— DIRECTIVE A —
In the listing below, can you copy out the part that starts at the line containing "# test: point at every instance of the shrubbery, one" and runs through the end of the listing, both ends included? Keep the requests, shift every answer coordinate by adding 112 to each number, and leave the pictures out.

— SOURCE —
——
Here is a little routine I use to pull down the spiderSpy table and update my MySQL database. It is designed to be run from a command prompt (I run this via a cron job) but it could be activated via a web call, provided your Apache will let a pretty long process run (it's taken as long as 3 minutes for me to get the whole thing at times) and the Apache daemon has write access to your botbase.download file - although this is simply a backup mechanism and not required.
Note that as it is written, it requires my class.dbconnection.php library which is also available here in the PHP repository.
Enjoy!
/p
<?php
/*
This little routine pulls the spiderSpy database down from fantomaster
line by line, and if it is an address line, updates a table in a database.
It then removes any spider records that have been removed from their list.
The table that this routine expects can be built with the following SQL:
CREATE TABLE spiders (
address varchar(16) NOT NULL,
lupdate datetime NOT NULL,
`engine` varchar(128) NOT NULL,
PRIMARY KEY (address)
) ENGINE=MyISAM DEFAULT CHARSET=latin1;
*/
$classPath = '/www/sites/lib/classes';
$botFile = '/www/resources/botbase.download';
$fantomasterURL = 'http://userandpassword@fantomaster.com/dardanelles/registerdb/fabotbasecsv_xxl.cgi';
$dbHost = '127.0.0.1';
$dbUser = 'theuser';
$dbPass = 'thepass';
$dbName = 'thedatabase';
file_put_contents($botFile, '');
$search = array('"', "\n", "\r");
$now = date('Y-m-d H:i:s', time());
require("$classPath/class.dbconnection.php");
$db = new dbConnection($dbHost, $dbUser, $dbPass, $dbName);
if (($handle = fopen($fantomasterURL, 'r')) === FALSE)
die ('Cannot open Fantomaster');
while ($thisLine = fgets($handle))
{
if (preg_match('/[0-9]{1,3}\.[0-9]{1,3}\.[0-9]{1,3}\.[0-9]{1,3}"/', $thisLine))
{
file_put_contents($botFile, $thisLine, FILE_APPEND);
echo '.';
$parts = explode(',', $thisLine);
$engine = str_replace($search, '', $parts[0]);
$address = mysql_escape_string(str_replace($search, '', $parts[3]));
// Here's the google re-inclusion - do this only
// if you are comfortable cloaking Google...
if (preg_match('/google/i', $engine))
$address = str_replace('#', '', $address);
if (substr($address, 0, 1) <> '#')
$db->query("replace into spiders(address, lupdate, engine) values('$address', '$now', '$engine')");
} else echo "x";
}
$db->query("delete from spiders where lupdate<'$now'");
?>
——
— DIRECTIVE B —
According to the spiderSpy routine post, how long has it taken at times to get the whole table?

— GIVEN INFORMATION —
——
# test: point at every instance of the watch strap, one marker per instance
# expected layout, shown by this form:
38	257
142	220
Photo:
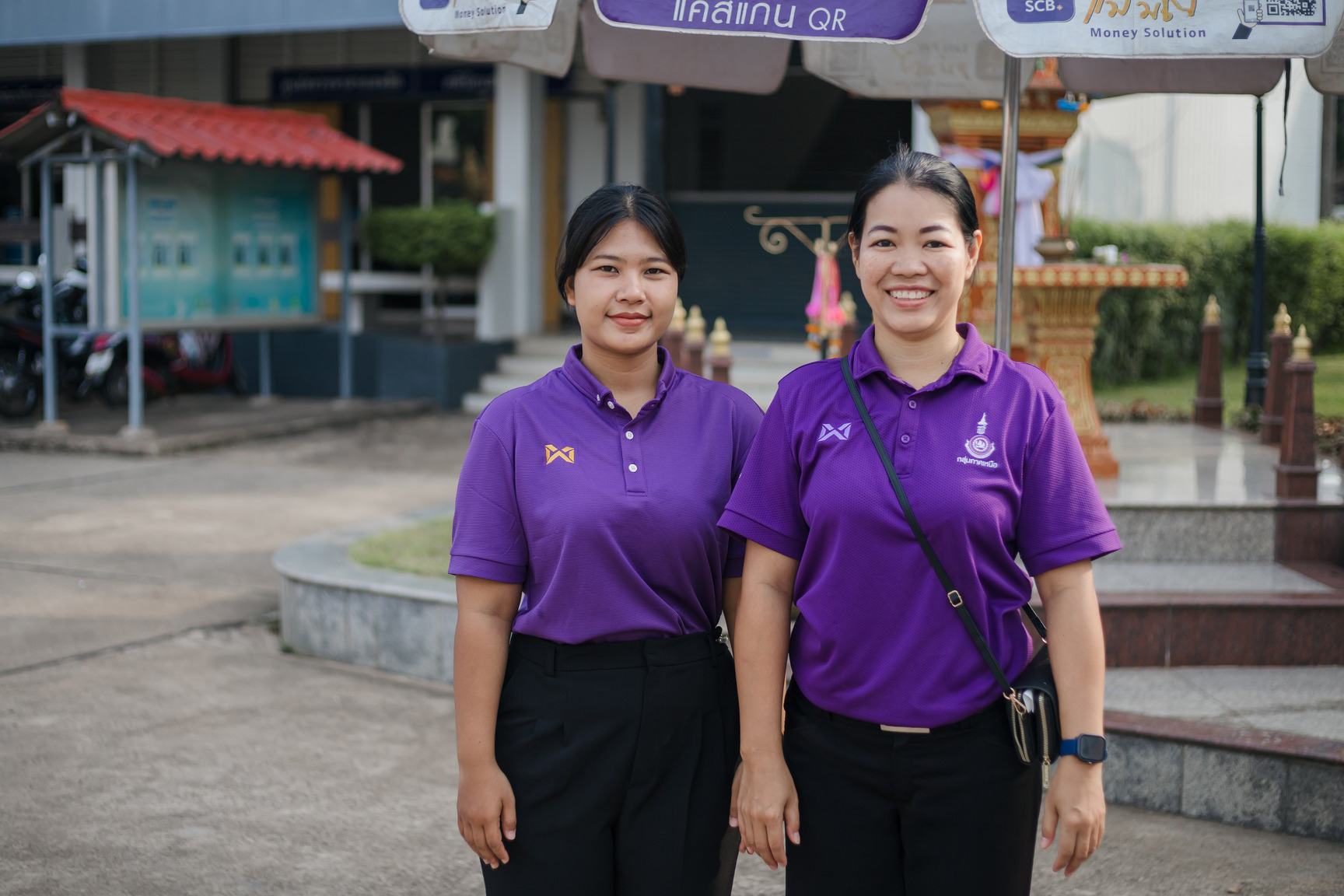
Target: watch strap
1070	747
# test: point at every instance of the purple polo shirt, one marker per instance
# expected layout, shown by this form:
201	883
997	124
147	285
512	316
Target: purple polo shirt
609	523
992	467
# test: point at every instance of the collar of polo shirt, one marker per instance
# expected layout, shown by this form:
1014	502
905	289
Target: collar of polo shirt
588	384
973	359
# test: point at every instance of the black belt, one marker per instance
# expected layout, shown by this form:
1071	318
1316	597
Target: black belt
814	711
618	654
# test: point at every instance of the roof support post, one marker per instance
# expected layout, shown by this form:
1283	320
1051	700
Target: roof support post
1007	203
97	245
347	340
135	336
49	315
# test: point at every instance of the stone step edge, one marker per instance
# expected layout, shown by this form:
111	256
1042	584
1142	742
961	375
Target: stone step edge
1237	738
1248	777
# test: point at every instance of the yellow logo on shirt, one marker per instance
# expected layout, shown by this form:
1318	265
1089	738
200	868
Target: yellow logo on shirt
559	454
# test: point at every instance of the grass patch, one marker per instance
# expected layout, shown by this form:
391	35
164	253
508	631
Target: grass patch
421	550
1174	398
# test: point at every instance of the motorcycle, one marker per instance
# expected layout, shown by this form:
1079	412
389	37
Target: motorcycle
20	339
182	362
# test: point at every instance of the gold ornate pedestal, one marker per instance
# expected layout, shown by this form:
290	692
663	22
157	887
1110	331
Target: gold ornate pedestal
1059	308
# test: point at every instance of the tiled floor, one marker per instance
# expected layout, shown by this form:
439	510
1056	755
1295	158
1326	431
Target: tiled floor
1299	700
1181	464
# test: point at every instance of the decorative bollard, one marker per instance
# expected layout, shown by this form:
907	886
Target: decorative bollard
721	351
1276	391
1296	465
694	347
849	332
675	339
1209	395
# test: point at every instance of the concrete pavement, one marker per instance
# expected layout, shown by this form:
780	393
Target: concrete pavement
155	739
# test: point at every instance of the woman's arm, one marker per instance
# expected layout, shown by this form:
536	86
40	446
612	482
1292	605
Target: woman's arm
731	600
765	801
485	814
1076	807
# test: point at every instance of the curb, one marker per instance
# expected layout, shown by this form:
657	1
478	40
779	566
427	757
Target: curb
336	609
332	415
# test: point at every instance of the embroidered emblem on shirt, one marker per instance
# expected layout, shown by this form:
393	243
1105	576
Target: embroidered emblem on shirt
559	454
838	433
980	446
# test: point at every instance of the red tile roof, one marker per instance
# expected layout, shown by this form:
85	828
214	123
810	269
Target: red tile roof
215	132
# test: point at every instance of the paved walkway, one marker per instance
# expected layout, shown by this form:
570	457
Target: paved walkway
152	740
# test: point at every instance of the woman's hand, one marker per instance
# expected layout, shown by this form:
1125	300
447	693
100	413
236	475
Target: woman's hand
1076	807
485	812
1076	810
765	807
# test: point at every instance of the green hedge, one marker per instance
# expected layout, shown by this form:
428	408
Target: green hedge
1146	334
454	236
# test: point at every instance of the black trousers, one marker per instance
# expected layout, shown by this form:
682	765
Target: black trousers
621	761
948	813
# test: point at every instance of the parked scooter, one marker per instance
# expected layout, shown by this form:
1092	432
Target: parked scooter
182	362
20	339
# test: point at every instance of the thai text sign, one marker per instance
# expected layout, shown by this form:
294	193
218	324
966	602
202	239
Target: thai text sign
1160	27
465	16
950	59
887	20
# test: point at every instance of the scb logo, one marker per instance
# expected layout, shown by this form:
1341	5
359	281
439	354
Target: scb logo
1041	9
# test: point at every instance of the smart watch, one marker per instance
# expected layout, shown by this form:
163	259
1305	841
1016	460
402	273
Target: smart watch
1090	748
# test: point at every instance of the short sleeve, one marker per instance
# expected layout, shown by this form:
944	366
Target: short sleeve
765	506
1063	519
488	539
746	423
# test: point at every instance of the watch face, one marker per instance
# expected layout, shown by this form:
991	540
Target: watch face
1092	747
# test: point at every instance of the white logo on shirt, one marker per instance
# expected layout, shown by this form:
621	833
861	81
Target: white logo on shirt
838	433
980	446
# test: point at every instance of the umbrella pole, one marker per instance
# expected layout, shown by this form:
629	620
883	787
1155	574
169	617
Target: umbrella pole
1007	205
1257	363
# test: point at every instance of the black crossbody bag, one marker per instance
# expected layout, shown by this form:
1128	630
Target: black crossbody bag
1031	703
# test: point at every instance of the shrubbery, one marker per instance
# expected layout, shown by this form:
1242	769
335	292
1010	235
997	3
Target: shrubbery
1148	334
454	236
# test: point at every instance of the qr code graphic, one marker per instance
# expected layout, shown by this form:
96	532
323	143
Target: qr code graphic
1292	11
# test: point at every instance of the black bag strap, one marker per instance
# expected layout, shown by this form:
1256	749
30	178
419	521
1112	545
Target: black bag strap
954	595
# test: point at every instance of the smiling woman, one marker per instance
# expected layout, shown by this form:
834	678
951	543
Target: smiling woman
893	716
590	578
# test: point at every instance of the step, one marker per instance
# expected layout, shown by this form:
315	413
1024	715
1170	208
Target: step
1255	747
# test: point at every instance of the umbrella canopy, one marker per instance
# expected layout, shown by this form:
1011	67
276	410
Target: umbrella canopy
1160	29
1327	72
705	46
1115	77
949	59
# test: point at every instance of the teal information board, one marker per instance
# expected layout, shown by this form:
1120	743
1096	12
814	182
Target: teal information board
225	246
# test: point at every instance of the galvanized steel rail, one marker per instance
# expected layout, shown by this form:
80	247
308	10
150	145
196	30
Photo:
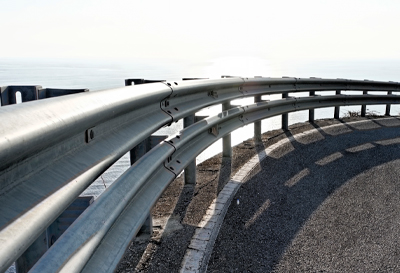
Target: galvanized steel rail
——
— FINAL ANSWER A —
# test: point at every instance of the shrubbery, one marker per instance
# expected layout, shown by this form:
1242	769
335	292
1010	235
997	3
Target: shrubbery
1260	446
566	348
# test: point at every instance of the qr code graphic, one marker per instance
# expected layout, shown by this form:
96	532
323	143
Target: qr code graphic
1404	123
# test: point at every instance of the black bag strap, one marker per instance
# expected layout, shown by this form:
1256	749
30	178
419	521
1112	545
Target: black bag strap
1066	707
# test: point at every instance of the smiling woman, one marker per instance
# expected layout, shown by this form:
834	678
951	543
Target: smiling woman
1005	828
702	690
# test: point at every instance of the step, one marker per instance
# expected layout, shown by this form:
315	413
1024	715
1170	208
Target: step
1367	859
# test: point at every instance of the umbrella canopy, one marker per instance
# expected layout, shown by this form:
1011	67
276	410
Target: umbrella canopy
1272	141
1439	184
817	158
1227	189
1061	171
# test: point at every instance of the teal information board, one marker per instance
# expected layout, shown by this form:
1120	743
1096	12
814	182
Target: teal information board
337	358
# test: point at every instance of the galvanized steel rail, one marker per instance
# expected layout, shown by this form:
80	247
308	10
150	145
196	30
Photo:
Target: galvanized steel rail

— FINAL ANSWER B —
As long as 3 minutes.